======== DOKUMENT
Witajcie słoneczka
>!<
Lublin Jest piękny !! Jestem nim oczarowana ! Byłam tam ostatnim
razem, jeszcze będąc w podstawówce i nie za wiele pamiętam z tamtego wyjazdu.
Odświeżyłam swoją pamięć spędzając tam dwa dni ( ten piątek i sobotę ) w ramach
wycieczki z koła podróżniczego z mojej uczelni. Ten pobyt minął mi bardzo
szybko ;)
Lubię nowoczesne
miasta, z wysokimi ładnymi budynkami , jednak Lublin pomimo, że jest
stary, jest piękny. Brukowe uliczki, kawiarnie na każdym rogu, zapraszające
przechodniów aromatycznym zapachem kawy, wszędzie
starodawne lampiony, możemy zobaczyć też przepiękne rzeźbione framugi okien bloków, ale najbardziej urzekły mnie plandeki
przedstawiające czarno białe fotografie mieszkańców miasta, porozwieszane w centrum na odrapanych
budynkach w miejscu okien. Tworzy to naprawdę niesamowity klimat.
================
======== POKAZANE DANE
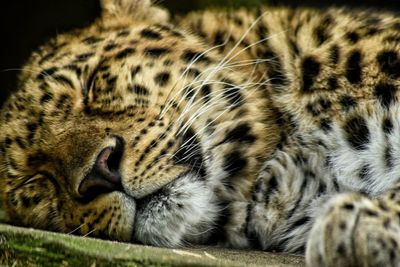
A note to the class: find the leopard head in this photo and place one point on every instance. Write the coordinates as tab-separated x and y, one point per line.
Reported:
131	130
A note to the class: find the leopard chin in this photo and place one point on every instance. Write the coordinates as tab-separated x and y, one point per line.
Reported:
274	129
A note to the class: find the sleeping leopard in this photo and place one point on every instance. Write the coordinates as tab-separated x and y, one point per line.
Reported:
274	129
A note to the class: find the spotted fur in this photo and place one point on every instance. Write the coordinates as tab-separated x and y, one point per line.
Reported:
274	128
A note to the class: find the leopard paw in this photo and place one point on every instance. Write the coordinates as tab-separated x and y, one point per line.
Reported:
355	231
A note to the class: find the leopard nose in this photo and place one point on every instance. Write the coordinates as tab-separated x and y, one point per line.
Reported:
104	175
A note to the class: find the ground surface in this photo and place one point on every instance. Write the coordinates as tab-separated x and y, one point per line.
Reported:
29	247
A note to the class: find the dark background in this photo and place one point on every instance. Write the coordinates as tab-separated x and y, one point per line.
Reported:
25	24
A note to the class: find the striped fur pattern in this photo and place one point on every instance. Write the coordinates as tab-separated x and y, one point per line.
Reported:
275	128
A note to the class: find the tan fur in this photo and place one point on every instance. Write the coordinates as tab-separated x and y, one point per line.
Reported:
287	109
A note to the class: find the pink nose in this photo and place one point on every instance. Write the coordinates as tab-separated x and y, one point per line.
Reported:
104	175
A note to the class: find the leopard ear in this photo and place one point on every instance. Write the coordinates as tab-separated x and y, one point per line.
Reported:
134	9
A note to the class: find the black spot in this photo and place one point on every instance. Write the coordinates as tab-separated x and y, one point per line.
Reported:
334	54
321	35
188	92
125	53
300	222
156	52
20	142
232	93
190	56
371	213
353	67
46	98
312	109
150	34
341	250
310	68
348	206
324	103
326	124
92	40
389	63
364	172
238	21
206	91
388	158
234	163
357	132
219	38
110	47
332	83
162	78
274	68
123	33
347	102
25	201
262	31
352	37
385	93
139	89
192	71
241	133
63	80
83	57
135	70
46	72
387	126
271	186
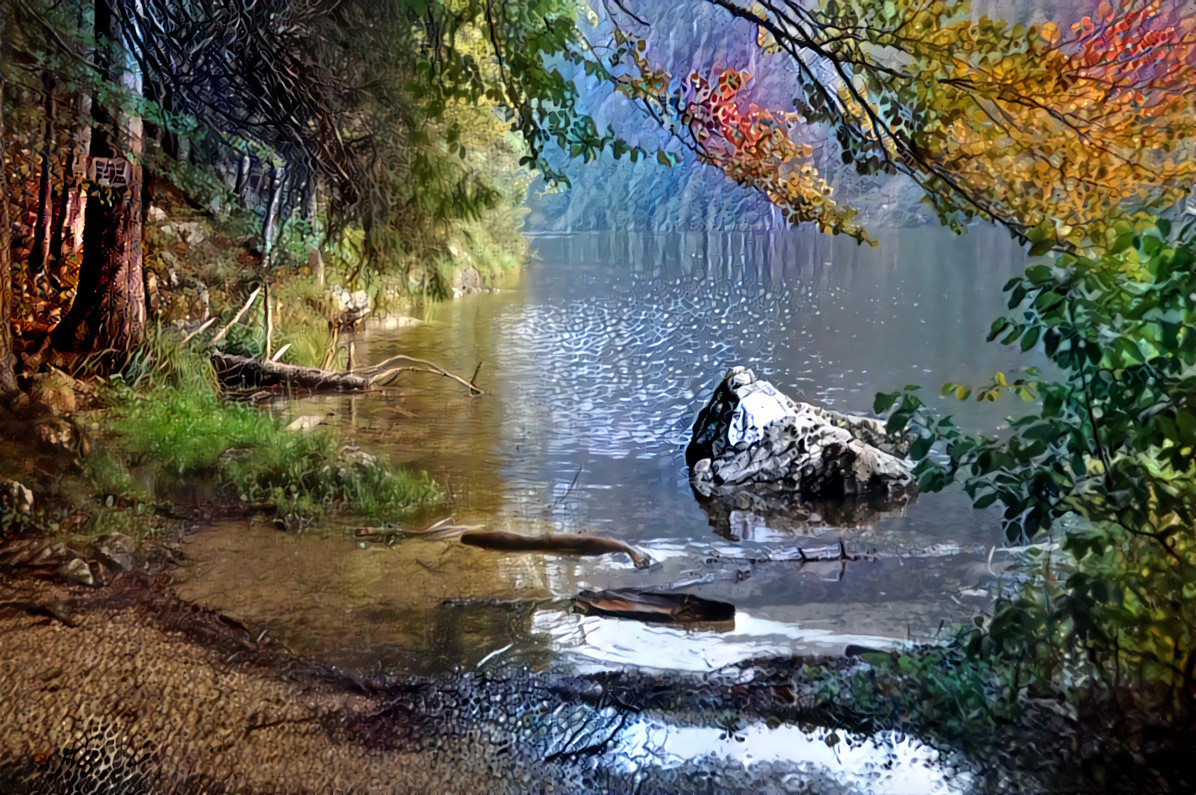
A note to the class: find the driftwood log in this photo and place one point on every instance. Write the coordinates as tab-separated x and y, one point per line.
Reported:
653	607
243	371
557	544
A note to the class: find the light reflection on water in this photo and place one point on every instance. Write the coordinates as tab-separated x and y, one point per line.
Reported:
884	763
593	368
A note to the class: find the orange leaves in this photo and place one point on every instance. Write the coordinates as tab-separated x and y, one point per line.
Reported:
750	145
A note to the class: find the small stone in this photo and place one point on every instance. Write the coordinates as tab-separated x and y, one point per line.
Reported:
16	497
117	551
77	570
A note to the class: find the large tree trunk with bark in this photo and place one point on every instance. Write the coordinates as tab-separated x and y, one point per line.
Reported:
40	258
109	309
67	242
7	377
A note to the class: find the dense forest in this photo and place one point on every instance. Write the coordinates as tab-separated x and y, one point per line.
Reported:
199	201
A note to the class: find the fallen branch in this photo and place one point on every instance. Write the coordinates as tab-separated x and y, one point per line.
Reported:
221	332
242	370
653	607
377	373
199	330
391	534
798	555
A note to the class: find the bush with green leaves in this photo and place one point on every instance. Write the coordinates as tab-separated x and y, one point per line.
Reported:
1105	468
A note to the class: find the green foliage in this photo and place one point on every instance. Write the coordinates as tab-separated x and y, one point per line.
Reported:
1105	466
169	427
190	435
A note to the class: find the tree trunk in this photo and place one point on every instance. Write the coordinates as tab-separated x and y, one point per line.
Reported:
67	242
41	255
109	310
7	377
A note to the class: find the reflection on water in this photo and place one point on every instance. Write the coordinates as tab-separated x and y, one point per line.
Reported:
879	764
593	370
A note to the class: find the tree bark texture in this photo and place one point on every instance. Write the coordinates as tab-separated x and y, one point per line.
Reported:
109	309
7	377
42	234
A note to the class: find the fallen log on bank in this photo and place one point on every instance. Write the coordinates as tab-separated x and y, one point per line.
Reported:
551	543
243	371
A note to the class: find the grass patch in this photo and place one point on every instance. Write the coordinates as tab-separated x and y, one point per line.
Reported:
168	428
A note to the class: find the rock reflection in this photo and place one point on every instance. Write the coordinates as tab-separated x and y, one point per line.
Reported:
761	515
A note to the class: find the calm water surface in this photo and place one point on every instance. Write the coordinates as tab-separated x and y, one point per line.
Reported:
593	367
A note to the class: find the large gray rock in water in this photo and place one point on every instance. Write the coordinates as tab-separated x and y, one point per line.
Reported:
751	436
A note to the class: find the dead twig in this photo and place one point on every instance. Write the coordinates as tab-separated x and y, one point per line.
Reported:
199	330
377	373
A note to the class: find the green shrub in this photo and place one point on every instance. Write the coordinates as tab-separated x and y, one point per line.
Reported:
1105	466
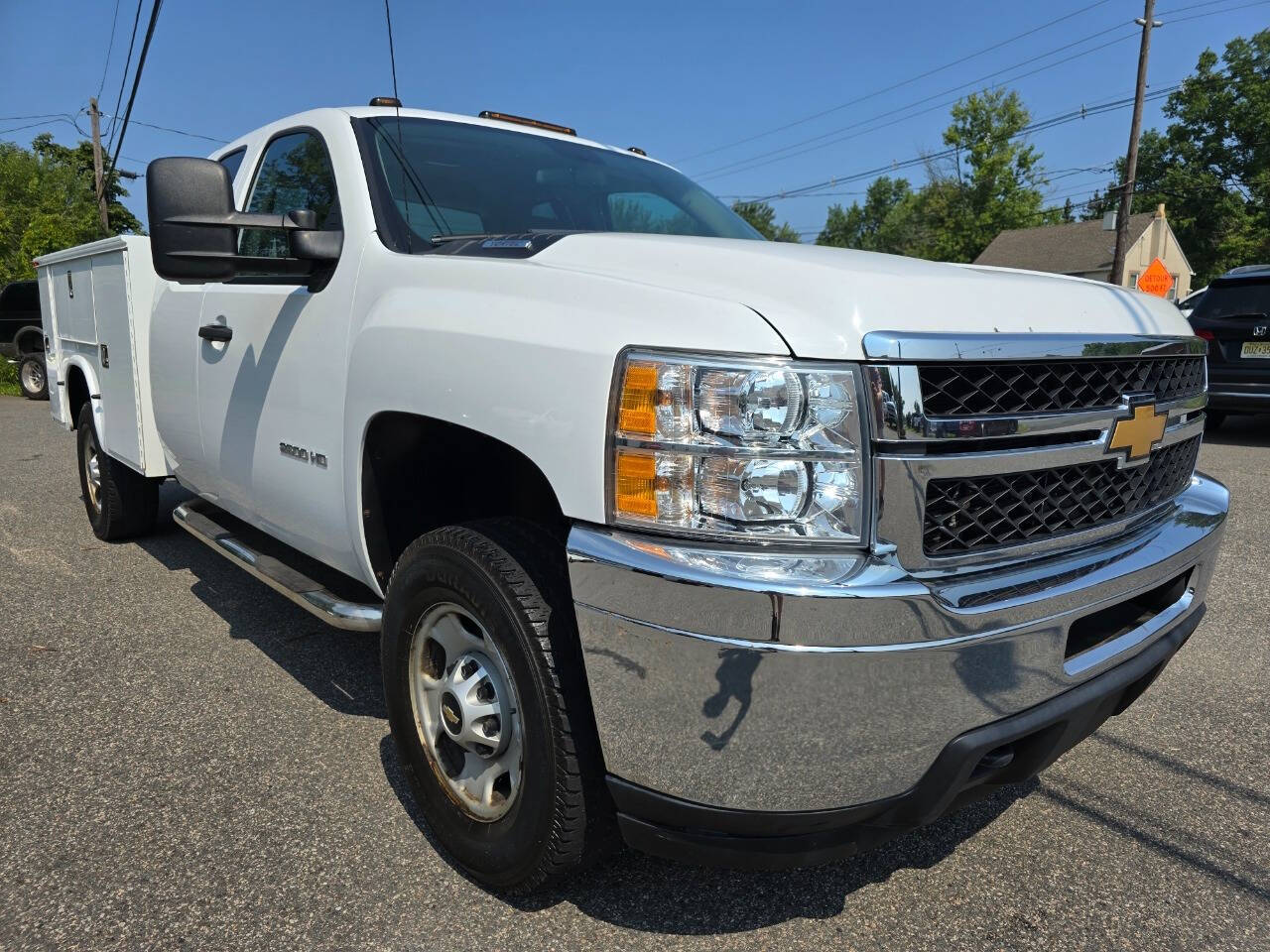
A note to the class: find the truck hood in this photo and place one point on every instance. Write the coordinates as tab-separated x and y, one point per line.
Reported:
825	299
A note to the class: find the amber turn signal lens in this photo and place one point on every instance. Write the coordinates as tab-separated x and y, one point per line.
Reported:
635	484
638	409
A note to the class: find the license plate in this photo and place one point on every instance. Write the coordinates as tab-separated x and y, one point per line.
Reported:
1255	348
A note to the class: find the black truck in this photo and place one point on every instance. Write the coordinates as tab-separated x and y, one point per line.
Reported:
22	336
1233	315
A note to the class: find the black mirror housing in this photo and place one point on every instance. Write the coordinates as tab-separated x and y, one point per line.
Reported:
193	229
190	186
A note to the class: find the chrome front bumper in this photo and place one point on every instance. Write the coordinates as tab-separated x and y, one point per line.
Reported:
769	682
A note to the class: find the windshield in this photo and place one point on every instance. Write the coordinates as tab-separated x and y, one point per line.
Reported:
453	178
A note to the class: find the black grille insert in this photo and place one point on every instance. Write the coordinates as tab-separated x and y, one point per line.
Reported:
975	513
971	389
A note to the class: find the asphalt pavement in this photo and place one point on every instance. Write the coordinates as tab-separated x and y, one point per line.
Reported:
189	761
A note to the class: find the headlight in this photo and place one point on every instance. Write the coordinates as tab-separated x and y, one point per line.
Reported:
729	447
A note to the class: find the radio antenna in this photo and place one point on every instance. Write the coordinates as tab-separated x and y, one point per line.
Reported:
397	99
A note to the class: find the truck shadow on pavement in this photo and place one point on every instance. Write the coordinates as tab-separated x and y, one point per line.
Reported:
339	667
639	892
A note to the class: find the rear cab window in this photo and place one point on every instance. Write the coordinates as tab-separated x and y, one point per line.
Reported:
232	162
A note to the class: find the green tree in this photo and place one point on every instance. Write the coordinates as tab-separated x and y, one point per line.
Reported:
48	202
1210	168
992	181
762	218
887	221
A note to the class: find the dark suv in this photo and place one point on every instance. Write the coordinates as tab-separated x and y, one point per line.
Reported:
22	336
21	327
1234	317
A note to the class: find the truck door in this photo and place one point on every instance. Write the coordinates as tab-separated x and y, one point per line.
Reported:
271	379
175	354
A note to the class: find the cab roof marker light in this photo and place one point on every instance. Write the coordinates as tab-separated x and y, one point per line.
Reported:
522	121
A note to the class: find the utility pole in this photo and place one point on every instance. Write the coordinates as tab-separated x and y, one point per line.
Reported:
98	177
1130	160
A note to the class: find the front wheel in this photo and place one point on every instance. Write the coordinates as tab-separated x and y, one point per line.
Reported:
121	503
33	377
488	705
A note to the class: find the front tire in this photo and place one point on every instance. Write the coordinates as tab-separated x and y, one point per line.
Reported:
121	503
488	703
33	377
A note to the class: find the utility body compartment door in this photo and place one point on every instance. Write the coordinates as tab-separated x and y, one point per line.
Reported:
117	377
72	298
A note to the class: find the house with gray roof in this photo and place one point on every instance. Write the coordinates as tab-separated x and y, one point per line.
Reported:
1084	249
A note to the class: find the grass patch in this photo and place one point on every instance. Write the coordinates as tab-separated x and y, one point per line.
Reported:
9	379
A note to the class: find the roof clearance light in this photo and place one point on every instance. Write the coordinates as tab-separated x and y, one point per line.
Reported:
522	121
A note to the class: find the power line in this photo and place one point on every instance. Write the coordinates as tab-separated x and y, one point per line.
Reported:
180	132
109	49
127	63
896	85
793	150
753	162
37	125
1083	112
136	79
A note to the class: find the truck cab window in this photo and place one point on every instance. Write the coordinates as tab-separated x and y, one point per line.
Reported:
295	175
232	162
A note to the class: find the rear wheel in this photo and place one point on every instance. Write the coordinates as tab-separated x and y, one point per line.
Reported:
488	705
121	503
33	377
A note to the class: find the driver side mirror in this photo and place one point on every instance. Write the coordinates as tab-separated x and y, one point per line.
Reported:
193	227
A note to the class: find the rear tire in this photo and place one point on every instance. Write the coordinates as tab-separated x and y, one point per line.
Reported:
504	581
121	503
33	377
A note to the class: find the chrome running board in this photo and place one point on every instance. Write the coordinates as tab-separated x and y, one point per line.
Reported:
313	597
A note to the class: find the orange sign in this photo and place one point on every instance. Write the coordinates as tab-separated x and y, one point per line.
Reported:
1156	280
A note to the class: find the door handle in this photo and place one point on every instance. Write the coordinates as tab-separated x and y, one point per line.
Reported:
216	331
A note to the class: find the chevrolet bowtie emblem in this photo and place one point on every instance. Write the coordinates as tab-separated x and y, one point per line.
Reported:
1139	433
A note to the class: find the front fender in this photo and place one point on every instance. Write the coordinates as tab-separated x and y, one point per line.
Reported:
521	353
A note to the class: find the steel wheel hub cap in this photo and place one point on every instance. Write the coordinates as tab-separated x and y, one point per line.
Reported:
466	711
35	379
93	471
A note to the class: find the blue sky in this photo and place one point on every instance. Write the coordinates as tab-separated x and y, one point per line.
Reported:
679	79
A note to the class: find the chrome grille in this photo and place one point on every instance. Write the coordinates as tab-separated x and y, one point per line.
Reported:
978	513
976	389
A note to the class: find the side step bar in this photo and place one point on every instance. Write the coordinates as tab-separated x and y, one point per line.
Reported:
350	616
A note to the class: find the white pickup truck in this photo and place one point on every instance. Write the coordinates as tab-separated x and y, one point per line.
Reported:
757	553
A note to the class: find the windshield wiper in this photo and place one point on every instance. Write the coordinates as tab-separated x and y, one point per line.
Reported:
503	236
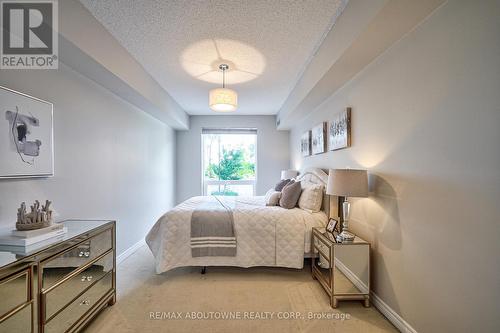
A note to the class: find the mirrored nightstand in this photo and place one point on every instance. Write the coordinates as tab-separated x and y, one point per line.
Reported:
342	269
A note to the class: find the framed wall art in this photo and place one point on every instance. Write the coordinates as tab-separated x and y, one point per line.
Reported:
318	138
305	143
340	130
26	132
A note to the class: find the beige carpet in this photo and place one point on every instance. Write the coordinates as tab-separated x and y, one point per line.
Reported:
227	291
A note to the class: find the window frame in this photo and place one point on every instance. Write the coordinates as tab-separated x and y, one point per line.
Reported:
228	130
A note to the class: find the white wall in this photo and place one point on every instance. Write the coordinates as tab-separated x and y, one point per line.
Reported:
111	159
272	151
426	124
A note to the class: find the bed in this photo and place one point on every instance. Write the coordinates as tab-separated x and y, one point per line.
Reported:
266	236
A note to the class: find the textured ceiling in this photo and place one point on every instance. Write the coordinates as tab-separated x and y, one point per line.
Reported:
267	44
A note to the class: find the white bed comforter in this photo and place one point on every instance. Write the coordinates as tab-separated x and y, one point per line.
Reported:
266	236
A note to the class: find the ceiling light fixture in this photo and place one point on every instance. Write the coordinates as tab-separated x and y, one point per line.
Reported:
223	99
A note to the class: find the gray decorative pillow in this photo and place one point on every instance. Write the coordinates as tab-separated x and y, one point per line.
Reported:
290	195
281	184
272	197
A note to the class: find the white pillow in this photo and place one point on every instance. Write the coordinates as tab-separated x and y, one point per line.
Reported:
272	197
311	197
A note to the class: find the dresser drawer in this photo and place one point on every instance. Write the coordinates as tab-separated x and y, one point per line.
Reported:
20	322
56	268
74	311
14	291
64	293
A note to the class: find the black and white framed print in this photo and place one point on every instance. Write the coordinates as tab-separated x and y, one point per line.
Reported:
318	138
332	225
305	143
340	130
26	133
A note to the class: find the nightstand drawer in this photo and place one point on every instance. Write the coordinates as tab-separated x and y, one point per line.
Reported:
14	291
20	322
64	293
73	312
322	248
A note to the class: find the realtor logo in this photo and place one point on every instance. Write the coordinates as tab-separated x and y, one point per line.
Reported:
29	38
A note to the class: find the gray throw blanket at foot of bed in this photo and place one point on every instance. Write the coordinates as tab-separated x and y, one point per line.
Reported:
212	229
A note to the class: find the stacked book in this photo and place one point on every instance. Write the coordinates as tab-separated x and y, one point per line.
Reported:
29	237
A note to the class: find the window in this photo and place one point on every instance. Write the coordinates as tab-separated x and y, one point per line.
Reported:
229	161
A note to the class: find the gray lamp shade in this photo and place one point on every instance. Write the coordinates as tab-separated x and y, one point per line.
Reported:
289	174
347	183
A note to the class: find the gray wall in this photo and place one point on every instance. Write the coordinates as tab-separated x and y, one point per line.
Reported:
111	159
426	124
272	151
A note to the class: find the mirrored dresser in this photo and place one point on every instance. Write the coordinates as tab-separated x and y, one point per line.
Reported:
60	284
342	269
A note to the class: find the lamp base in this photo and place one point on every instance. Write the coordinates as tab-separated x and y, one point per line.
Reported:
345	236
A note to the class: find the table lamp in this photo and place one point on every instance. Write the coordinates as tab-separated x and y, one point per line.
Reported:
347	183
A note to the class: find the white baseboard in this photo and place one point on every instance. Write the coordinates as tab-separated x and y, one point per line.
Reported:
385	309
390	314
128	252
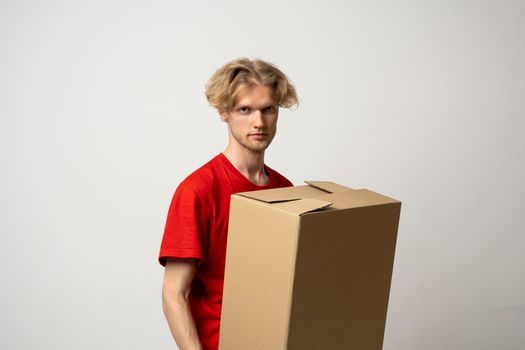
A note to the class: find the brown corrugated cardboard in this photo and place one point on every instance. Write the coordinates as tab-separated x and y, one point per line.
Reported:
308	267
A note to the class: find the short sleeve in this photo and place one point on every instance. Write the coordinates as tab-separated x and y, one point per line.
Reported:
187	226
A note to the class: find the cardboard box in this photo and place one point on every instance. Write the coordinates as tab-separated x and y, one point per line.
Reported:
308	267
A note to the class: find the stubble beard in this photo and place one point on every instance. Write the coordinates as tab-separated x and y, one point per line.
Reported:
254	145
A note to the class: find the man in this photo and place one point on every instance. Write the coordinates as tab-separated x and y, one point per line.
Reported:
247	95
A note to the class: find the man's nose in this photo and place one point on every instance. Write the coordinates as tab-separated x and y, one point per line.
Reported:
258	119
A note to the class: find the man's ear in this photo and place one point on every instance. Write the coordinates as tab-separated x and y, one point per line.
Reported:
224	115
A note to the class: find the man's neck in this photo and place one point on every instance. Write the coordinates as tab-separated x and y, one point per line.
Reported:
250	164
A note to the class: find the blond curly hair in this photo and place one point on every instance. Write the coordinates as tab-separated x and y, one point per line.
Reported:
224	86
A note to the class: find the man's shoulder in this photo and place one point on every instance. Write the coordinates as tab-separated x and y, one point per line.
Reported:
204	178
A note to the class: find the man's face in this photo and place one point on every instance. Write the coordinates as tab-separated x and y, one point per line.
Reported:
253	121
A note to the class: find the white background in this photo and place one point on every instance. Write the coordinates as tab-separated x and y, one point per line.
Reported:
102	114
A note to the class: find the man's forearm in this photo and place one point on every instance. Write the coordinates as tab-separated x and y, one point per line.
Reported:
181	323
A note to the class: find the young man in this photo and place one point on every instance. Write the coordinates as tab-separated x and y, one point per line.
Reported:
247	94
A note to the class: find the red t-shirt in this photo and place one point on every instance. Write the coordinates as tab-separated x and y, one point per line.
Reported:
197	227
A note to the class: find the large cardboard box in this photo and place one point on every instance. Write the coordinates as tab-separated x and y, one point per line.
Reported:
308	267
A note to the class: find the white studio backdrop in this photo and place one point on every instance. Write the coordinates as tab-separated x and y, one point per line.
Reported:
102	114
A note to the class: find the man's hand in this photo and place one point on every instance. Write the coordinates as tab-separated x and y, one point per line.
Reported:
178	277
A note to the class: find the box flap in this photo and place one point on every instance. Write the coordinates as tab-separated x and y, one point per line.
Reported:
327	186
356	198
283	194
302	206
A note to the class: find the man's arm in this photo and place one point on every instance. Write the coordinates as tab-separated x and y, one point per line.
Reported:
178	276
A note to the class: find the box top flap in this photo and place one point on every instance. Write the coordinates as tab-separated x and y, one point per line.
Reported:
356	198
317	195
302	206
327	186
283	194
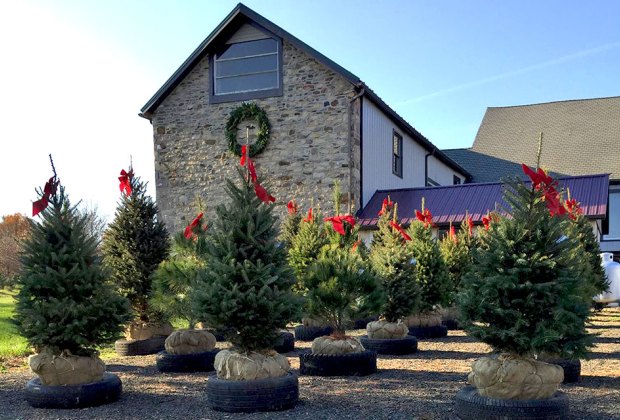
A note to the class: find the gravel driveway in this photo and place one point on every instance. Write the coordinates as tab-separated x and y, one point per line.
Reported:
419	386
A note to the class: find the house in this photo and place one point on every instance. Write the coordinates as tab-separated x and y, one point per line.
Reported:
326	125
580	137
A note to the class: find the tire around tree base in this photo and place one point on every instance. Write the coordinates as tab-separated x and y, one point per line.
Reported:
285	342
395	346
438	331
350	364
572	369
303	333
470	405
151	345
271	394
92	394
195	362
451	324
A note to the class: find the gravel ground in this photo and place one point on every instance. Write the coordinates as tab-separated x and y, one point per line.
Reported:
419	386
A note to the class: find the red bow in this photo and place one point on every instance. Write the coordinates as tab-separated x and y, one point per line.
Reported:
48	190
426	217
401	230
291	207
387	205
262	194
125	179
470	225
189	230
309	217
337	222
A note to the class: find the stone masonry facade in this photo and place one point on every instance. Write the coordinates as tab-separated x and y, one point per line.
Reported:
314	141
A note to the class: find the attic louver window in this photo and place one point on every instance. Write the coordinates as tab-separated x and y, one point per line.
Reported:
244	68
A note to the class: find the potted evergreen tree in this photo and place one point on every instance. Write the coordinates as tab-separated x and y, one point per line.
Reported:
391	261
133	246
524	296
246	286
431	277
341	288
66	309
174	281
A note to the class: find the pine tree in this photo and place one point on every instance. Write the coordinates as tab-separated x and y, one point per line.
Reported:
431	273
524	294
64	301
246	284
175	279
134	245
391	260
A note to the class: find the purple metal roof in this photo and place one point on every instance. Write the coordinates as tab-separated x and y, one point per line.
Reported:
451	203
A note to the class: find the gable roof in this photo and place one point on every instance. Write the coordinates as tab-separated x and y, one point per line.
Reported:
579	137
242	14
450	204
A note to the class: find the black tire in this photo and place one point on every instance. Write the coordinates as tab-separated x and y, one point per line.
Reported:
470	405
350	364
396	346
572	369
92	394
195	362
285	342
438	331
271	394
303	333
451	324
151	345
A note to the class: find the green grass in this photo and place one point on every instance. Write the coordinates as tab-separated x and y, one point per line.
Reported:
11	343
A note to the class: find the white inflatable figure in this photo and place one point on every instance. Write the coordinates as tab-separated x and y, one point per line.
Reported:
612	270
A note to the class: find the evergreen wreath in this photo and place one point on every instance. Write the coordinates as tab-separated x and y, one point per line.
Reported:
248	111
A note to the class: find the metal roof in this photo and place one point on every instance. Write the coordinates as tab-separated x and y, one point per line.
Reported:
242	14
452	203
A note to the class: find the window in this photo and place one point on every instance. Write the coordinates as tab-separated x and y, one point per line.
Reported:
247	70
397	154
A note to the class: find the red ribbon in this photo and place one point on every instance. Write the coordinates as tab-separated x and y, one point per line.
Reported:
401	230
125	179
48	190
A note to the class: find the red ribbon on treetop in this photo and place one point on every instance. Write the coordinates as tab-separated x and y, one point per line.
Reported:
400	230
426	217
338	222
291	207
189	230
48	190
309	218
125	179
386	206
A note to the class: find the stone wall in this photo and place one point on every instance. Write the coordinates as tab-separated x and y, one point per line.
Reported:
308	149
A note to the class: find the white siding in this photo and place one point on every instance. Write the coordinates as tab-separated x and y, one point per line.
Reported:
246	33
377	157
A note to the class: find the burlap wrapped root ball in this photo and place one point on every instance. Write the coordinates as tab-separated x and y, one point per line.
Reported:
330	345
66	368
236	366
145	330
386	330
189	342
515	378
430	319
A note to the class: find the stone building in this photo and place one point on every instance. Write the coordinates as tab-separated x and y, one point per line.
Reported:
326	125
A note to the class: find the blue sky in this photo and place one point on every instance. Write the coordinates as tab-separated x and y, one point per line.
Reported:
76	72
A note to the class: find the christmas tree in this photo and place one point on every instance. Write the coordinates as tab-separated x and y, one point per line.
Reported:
================
ZADANIE 1: Przepisz dokładnie fragment wpisu o Lublinie, zaczynając od słów „Witajcie słoneczka”, a kończąc na słowach „z tamtego wyjazdu.”.
ZADANIE 2:
Oceń, czy poniższe stwierdzenia zgadzają się z wpisem o Lublinie, i przy każdym odpowiedz „tak” lub „nie”, przytaczając dokładnie rozstrzygające słowa wpisu.
(a) Autorka poprzednio była w Lublinie jako uczennica szkoły podstawowej.
(b) Pobyt w Lublinie trwał trzy dni.
(c) Najbardziej zachwyciły autorkę brukowe uliczki.
ZADANIE 3: Dopisz dalszy ciąg wpisu o Lublinie, zaczynając po jego ostatnim zdaniu.

ODPOWIEDŹ 1:
Witajcie słoneczka
>!<
Lublin Jest piękny !! Jestem nim oczarowana ! Byłam tam ostatnim
razem, jeszcze będąc w podstawówce i nie za wiele pamiętam z tamtego wyjazdu.

ODPOWIEDŹ 2:
(a) Tak: „Byłam tam ostatnim razem, jeszcze będąc w podstawówce”.
(b) Nie: „spędzając tam dwa dni”.
(c) Nie: „najbardziej urzekły mnie plandeki przedstawiające czarno białe fotografie mieszkańców miasta”.

ODPOWIEDŹ 3:
Spaliśmy w hotelu ,, dom na podwalu’’, który mieści się w
centrum miasta. Było to naprawdę dużym ułatwieniem, Lokalizacja hotelu to z
pewnością jeden z jego atutów. Z dworca
autobusowego było jakieś 15 min drogi, około 10 min szliśmy do muzeum Lubelskiego. Wnętrze pokoju, bardzo gustownie urządzone : ) na
środku mieściło się duże łóżko ( ja w nim spałam :D ) a naprzeciwko niego dwa małe. Cały wystrój w kolorach brązowym i białym. Łazienka, również zachowana
w takich samych odcieniach , nasza była dość mała. Do dyspozycji mieliśmy suszarki w
łazienkach, darmową sieć Wi-fi, ręczniki, klimatyzację, dodatkowo przygotowana
była dla każdego woda w butelkach. Przy wejściu stała szafa , za to
wewnątrz pokoju było łóżko, 3 nakastliki, lampki, biurko i kilku krzeseł w ofercie dostępne są też pokoje z
telewizorami, i czajnikami elektrycznymi. Cena za
zwykły pokój dwuosobowy to 160 zł za dobę. Można zamówić w hotelu śniadanie w cenie 19
zł, obiad 25-30 zł i kolacje 20 zł.W hotelu zjedliśmy śniadanie podane w postaci
szwedzkiego bufetu, wybór był duży, ceny śniadań w hotelu, są moim zdaniem
niskie.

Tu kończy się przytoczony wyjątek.